• DIRECTIONS FOR THIS TASK:
Put the lines of the entries below into a JSON list of strings, one string per line with blank lines left out. Include only the lines from the one containing "Question. Place a dot on every instance of the setting" down to the one containing "(161, 1067)", both of those included.

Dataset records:
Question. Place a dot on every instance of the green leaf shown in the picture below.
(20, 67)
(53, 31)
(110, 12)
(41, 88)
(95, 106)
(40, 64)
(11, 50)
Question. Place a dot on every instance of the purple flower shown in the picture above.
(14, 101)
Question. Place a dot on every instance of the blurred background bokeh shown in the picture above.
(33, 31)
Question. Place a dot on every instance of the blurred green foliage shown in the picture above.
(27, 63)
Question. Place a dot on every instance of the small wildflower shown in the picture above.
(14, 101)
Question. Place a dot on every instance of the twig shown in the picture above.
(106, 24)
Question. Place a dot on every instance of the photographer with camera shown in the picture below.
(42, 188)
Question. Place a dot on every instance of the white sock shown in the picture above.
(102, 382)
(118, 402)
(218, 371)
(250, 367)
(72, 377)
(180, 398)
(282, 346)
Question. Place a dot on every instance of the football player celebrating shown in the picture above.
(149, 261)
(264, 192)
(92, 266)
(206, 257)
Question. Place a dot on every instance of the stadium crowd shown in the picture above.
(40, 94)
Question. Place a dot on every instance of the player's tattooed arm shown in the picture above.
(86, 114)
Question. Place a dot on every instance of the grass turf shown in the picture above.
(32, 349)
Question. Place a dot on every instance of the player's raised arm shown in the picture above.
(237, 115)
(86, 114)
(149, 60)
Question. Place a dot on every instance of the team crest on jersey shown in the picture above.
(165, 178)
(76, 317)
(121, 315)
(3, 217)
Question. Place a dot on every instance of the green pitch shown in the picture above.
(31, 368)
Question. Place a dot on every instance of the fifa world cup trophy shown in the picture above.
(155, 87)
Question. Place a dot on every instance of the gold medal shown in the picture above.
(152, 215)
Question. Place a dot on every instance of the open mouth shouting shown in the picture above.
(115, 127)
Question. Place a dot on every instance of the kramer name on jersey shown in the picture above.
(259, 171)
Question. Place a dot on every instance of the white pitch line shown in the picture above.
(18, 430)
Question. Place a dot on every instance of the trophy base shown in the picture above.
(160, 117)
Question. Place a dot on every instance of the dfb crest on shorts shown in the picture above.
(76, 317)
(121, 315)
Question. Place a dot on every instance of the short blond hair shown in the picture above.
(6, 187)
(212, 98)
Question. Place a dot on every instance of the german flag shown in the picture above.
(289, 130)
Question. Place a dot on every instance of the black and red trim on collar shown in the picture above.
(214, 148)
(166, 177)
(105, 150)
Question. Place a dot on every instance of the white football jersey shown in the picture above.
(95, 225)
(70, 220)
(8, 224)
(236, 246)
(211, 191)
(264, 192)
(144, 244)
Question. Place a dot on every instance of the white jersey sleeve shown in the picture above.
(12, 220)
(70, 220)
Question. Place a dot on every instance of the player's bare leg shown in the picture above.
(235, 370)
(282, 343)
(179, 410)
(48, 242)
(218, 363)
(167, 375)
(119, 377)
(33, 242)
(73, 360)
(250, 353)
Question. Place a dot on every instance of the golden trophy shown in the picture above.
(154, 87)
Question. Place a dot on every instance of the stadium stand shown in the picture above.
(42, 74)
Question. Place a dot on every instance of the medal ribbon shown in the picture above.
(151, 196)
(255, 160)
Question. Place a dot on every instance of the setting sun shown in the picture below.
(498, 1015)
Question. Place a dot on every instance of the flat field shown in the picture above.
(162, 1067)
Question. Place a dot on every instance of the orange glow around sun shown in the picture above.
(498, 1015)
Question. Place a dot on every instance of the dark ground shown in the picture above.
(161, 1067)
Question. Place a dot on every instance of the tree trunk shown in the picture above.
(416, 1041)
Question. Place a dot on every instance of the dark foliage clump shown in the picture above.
--
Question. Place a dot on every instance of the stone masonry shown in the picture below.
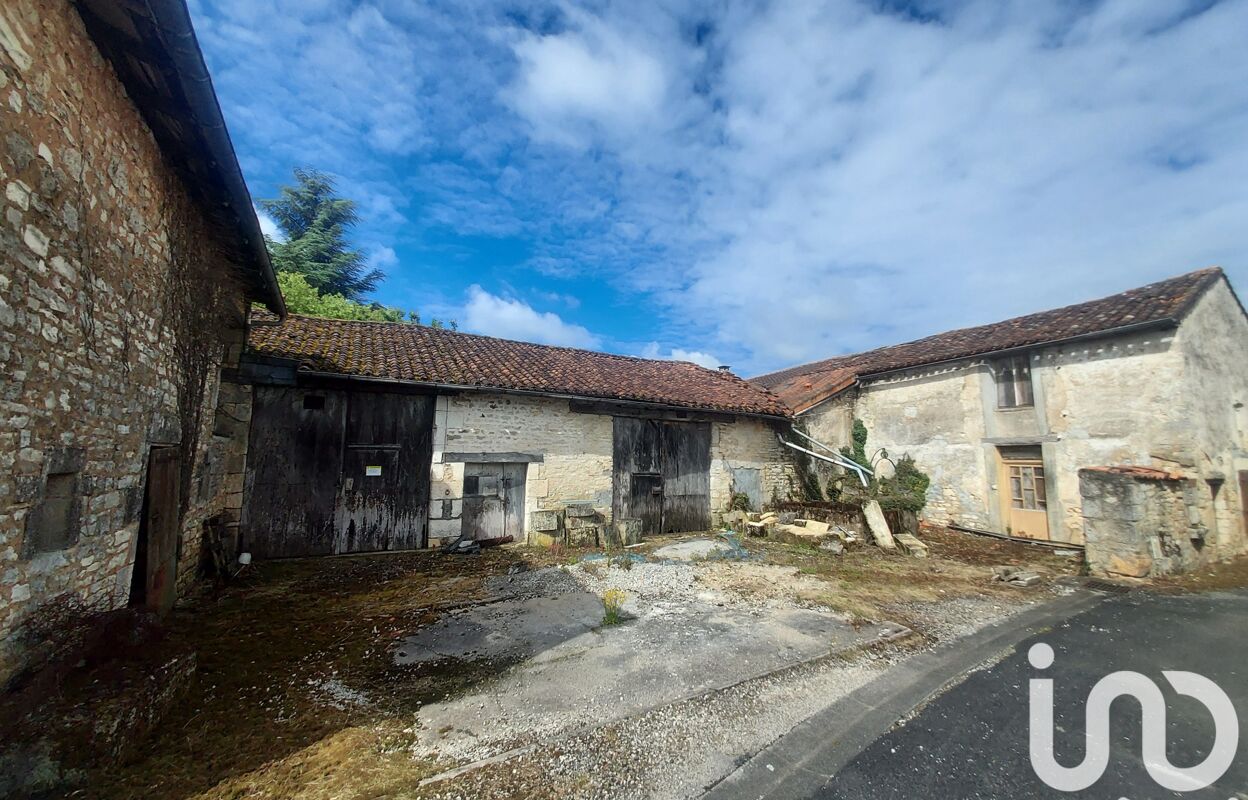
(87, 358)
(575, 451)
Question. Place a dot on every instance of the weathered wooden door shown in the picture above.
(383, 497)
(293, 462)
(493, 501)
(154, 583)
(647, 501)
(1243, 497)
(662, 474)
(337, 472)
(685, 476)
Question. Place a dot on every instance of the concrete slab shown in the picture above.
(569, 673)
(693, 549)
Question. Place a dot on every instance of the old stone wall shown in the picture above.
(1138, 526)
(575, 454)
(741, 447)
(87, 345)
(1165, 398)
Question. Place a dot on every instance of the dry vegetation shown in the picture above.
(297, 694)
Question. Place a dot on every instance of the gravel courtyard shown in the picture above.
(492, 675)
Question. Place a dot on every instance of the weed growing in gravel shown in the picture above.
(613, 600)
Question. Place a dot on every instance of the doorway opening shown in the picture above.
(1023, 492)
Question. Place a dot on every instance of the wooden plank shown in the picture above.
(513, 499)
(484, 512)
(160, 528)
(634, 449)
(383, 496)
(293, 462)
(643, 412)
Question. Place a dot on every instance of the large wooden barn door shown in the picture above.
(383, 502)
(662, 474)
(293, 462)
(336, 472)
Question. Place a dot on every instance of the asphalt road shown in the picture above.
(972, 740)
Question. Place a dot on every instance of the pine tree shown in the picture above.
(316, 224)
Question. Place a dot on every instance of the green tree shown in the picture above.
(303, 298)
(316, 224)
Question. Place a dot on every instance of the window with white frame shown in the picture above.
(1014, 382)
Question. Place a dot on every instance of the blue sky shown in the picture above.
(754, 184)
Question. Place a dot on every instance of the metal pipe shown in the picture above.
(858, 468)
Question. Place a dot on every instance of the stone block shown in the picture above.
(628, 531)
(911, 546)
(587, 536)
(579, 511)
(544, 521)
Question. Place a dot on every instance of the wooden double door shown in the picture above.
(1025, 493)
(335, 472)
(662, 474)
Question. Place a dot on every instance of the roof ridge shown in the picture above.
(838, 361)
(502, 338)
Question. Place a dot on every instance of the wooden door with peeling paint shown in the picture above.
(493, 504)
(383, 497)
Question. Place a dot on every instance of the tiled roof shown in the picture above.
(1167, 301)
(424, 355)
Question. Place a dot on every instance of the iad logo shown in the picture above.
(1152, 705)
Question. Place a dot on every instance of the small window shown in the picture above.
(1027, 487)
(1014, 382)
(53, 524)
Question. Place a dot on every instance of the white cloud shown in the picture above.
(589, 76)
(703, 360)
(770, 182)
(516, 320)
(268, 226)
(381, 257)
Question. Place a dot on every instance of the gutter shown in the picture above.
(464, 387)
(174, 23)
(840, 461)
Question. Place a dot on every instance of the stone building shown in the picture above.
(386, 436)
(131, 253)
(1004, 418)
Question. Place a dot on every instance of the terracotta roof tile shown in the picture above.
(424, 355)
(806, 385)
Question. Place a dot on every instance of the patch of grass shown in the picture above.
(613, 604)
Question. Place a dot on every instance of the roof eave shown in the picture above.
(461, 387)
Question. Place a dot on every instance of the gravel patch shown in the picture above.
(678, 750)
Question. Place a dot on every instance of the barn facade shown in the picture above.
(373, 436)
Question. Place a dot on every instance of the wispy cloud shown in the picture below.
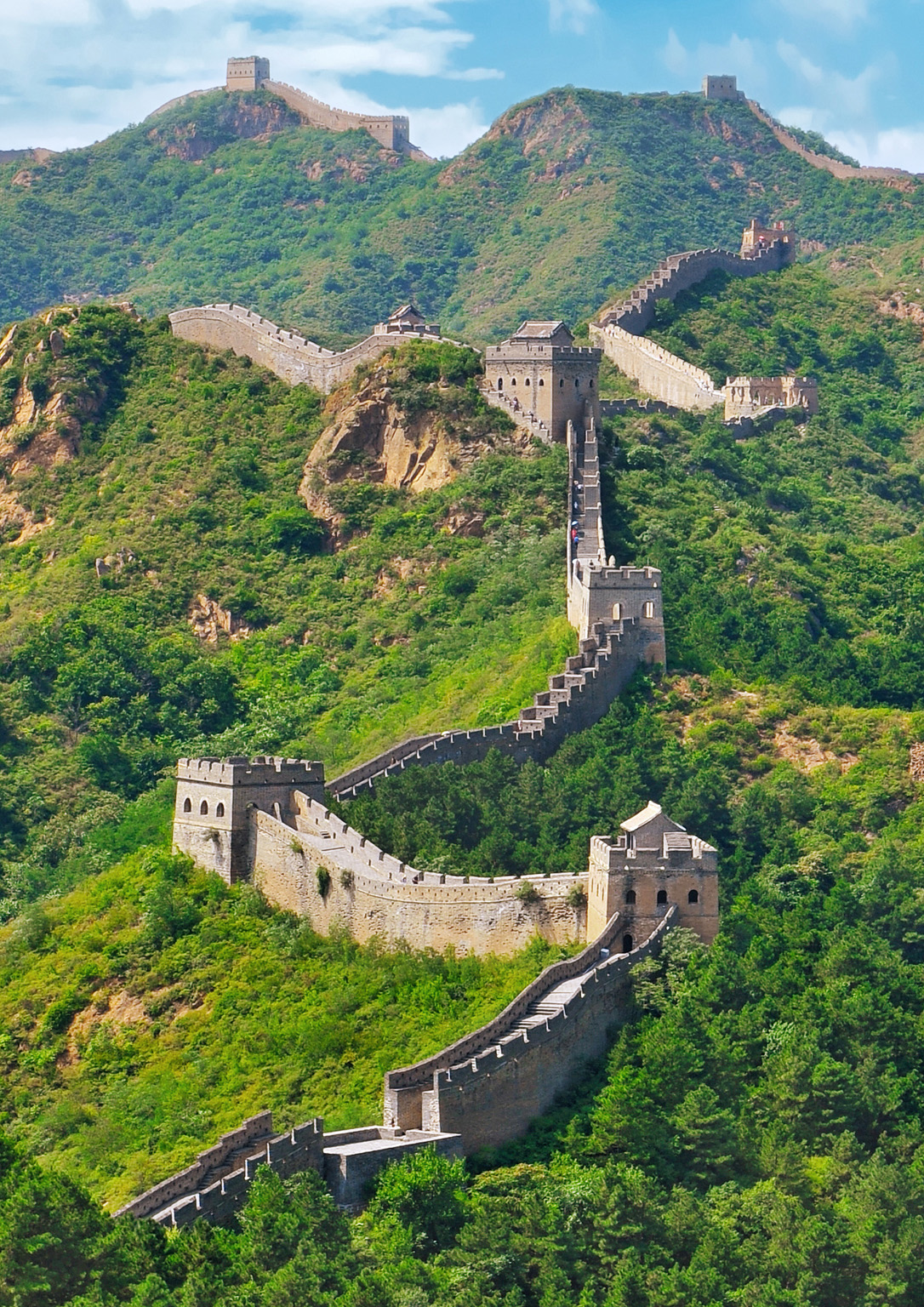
--
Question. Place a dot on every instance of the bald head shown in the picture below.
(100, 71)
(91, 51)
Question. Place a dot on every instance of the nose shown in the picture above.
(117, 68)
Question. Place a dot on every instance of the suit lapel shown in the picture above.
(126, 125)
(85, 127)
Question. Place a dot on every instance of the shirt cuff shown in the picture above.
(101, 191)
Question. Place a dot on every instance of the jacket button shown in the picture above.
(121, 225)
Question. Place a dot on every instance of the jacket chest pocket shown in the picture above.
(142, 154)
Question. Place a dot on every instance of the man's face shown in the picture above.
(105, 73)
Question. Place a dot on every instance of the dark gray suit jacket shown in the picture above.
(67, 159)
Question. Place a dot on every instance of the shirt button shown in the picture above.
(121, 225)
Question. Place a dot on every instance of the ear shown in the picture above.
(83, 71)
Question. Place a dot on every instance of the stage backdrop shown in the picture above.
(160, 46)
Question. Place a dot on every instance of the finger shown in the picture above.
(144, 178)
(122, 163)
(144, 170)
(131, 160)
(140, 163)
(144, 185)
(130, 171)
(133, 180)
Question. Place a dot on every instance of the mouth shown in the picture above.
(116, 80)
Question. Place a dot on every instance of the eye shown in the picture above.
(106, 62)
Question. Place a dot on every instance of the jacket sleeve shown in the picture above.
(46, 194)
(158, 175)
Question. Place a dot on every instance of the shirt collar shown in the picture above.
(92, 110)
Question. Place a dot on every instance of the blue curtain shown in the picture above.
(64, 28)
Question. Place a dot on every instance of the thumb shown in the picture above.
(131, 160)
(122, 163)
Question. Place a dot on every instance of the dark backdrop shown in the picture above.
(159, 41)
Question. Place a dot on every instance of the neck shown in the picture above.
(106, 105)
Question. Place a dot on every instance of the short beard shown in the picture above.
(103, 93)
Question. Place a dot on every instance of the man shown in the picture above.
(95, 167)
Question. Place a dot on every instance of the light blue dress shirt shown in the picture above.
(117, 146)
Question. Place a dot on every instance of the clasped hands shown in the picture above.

• RESULT:
[
  "Question. Place a dot on every instance of the setting sun shown in the picture below.",
  "(498, 1015)",
  "Question. Place a dot on every instance of the flat field shown in the picture above.",
  "(162, 1067)",
  "Question. Place a dot on every instance of the orange glow around sun shown in the picture above.",
  "(498, 1015)",
  "Question. Place a dot on every instance of the dark ground shown in the picture above.",
  "(161, 1067)"
]